Records in a dataset
- - -
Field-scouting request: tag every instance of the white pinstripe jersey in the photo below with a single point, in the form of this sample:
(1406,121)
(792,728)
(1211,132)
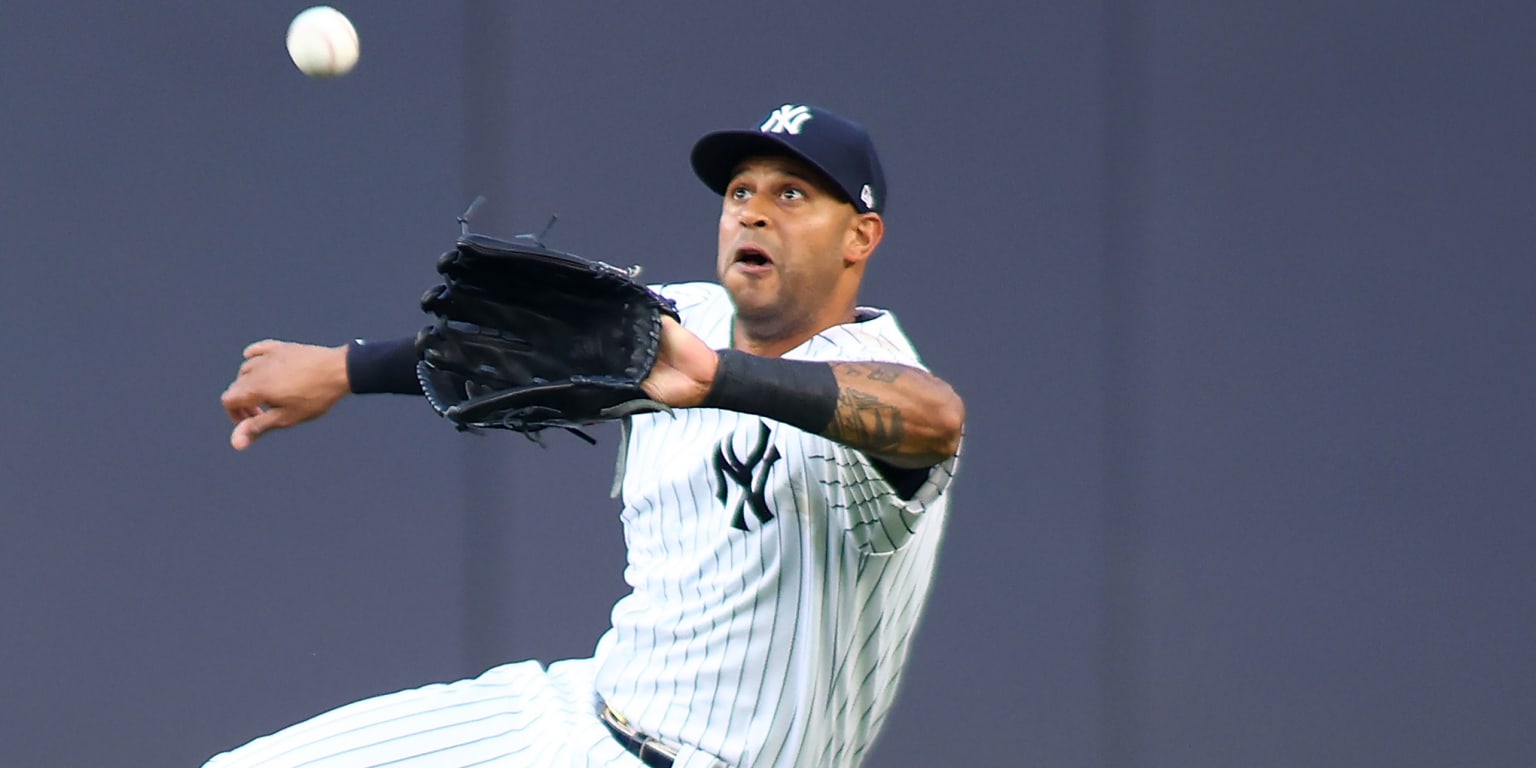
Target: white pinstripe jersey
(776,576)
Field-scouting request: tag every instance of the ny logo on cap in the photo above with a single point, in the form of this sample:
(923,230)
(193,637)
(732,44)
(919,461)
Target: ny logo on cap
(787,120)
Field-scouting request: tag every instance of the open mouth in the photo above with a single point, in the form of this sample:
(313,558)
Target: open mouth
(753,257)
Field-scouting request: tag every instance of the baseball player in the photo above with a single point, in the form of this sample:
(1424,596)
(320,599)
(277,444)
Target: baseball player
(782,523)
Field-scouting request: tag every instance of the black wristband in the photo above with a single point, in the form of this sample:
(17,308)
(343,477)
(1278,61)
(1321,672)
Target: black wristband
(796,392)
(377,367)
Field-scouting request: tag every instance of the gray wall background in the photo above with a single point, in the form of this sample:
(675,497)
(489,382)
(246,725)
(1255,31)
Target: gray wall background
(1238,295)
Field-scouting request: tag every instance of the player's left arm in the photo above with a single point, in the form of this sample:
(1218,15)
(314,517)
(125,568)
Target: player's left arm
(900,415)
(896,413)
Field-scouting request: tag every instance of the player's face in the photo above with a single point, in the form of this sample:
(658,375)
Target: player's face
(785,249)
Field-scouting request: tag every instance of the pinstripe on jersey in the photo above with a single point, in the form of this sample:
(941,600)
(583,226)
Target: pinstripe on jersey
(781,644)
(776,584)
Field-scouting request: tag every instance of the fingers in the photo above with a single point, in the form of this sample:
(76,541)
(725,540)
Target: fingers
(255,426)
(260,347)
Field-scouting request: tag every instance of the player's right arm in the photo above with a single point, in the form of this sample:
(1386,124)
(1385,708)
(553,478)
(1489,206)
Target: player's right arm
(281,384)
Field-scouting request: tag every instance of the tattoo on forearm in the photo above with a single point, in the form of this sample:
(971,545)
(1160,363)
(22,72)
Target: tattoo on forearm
- - -
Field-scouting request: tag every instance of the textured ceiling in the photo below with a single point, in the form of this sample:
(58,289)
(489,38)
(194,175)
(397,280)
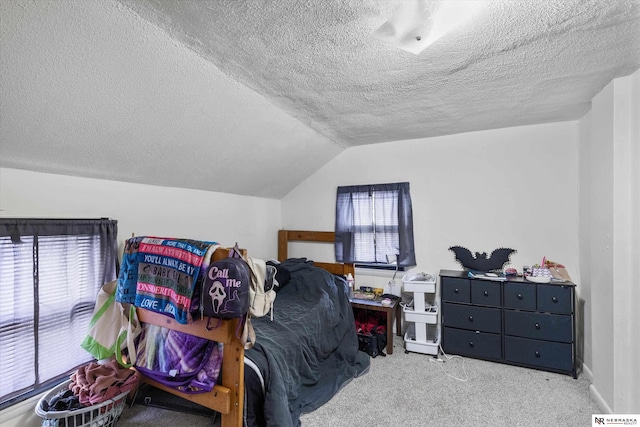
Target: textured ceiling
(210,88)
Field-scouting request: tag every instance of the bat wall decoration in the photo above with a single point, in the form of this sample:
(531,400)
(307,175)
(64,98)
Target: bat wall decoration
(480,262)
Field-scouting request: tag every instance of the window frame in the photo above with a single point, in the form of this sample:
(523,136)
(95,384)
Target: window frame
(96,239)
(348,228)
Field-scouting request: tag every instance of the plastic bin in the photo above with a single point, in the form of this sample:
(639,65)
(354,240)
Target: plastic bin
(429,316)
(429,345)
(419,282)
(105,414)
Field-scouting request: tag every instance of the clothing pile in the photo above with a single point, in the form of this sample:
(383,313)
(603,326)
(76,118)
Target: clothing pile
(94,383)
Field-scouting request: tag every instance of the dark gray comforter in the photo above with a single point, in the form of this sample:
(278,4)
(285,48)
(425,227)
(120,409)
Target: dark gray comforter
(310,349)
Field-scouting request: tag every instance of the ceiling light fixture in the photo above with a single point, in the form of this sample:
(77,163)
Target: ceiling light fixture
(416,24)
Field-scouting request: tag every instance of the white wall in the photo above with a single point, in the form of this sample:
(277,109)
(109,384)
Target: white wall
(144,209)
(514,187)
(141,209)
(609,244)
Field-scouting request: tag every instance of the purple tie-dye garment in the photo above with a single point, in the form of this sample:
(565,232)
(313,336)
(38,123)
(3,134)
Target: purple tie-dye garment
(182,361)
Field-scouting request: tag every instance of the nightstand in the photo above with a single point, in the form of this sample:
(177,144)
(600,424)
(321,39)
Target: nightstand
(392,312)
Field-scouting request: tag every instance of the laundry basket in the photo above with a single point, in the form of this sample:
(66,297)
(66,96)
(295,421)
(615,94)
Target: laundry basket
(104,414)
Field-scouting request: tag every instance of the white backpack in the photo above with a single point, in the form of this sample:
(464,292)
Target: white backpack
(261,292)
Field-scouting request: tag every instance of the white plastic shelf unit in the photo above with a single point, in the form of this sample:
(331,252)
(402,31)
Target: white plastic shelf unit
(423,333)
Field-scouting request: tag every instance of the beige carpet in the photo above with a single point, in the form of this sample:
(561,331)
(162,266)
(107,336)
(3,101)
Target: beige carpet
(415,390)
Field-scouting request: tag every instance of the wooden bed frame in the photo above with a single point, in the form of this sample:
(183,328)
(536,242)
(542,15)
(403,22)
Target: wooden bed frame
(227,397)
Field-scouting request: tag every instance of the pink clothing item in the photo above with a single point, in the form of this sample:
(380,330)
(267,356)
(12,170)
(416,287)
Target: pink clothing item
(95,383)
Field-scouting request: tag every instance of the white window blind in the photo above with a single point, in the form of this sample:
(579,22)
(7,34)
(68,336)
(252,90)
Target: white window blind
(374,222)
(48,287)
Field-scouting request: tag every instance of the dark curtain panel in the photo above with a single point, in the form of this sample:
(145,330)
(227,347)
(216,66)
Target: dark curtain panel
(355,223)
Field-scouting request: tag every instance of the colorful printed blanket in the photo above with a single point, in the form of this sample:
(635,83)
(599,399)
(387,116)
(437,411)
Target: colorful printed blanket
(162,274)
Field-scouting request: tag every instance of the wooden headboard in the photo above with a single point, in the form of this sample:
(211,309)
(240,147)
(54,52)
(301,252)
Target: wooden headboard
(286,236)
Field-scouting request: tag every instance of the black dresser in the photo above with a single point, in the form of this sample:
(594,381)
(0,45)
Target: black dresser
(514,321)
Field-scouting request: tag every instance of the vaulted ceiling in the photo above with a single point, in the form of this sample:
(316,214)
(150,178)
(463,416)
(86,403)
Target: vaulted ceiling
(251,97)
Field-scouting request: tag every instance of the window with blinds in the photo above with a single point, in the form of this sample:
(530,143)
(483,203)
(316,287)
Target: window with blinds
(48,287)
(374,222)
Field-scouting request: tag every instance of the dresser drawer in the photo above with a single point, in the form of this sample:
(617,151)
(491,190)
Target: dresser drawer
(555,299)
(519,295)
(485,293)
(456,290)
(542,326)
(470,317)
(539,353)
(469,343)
- - -
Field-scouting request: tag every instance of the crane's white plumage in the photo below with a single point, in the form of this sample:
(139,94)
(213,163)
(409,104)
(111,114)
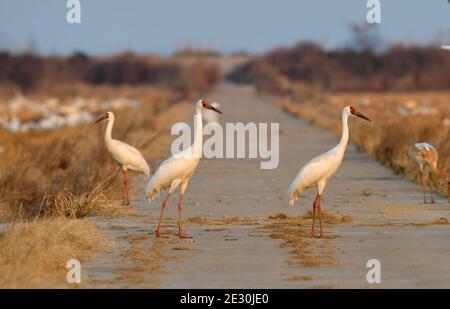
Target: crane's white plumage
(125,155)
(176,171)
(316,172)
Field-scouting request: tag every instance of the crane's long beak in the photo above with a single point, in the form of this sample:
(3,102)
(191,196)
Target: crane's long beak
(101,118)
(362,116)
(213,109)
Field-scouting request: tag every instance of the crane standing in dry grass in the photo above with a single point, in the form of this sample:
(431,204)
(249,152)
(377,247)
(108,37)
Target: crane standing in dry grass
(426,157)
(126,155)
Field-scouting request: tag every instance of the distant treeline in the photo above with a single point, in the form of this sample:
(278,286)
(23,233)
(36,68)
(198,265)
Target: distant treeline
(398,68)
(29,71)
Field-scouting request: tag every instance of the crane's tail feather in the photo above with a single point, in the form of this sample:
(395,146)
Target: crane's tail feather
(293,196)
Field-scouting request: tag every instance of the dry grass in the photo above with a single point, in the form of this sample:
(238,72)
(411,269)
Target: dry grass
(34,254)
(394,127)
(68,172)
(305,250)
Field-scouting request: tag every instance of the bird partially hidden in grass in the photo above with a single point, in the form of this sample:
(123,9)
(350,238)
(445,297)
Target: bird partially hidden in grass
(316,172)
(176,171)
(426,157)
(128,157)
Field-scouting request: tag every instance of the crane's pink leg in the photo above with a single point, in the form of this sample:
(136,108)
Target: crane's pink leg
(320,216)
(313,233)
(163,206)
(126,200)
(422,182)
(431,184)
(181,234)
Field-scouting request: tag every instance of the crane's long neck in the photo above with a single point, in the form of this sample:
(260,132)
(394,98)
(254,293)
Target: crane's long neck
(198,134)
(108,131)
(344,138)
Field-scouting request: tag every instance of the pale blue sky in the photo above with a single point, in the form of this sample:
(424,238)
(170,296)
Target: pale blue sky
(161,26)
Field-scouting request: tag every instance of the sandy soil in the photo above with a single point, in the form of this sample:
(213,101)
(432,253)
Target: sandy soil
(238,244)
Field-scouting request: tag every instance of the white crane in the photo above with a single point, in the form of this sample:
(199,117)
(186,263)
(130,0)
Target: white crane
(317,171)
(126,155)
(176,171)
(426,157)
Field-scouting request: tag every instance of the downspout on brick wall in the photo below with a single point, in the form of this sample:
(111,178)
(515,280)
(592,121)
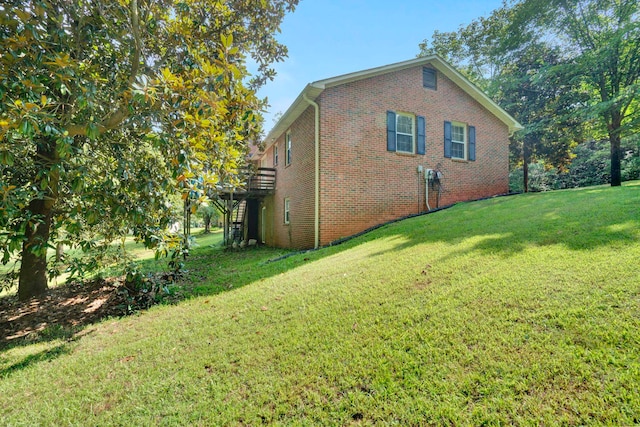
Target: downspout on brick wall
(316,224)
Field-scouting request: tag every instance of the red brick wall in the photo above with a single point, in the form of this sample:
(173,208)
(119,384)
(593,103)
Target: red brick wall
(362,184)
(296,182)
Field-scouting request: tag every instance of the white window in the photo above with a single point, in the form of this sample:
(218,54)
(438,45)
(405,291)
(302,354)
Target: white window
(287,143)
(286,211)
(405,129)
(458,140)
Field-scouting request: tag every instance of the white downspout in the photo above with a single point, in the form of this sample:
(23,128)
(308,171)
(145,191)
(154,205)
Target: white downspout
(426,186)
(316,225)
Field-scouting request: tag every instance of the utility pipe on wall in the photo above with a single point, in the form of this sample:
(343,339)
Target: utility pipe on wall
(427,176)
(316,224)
- - -
# GOAL OF THE EXERCISE
List every line of the records above that contains the word "item", matching case exactly.

# EXERCISE RESPONSE
Field-scouting request: tag every instance of the pink clothing item in the photo above with a single point, in the form of this sample:
Target: pink clothing item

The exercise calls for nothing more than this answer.